-------- Records provided
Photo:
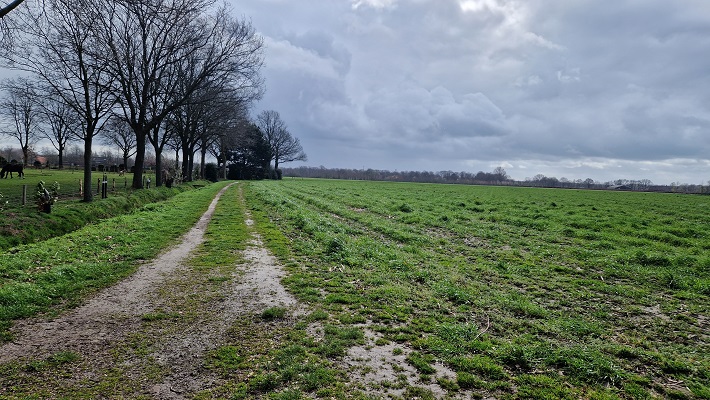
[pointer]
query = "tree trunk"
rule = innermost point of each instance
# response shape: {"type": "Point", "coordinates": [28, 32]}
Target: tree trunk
{"type": "Point", "coordinates": [140, 160]}
{"type": "Point", "coordinates": [158, 156]}
{"type": "Point", "coordinates": [88, 194]}
{"type": "Point", "coordinates": [158, 169]}
{"type": "Point", "coordinates": [203, 155]}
----------------
Output all the records above again exactly, with the pictures dropped.

Photo:
[pointer]
query = "tree trunk"
rule = innermost point of each instance
# response shape: {"type": "Point", "coordinates": [28, 32]}
Target: tree trunk
{"type": "Point", "coordinates": [140, 160]}
{"type": "Point", "coordinates": [158, 156]}
{"type": "Point", "coordinates": [88, 194]}
{"type": "Point", "coordinates": [158, 169]}
{"type": "Point", "coordinates": [203, 155]}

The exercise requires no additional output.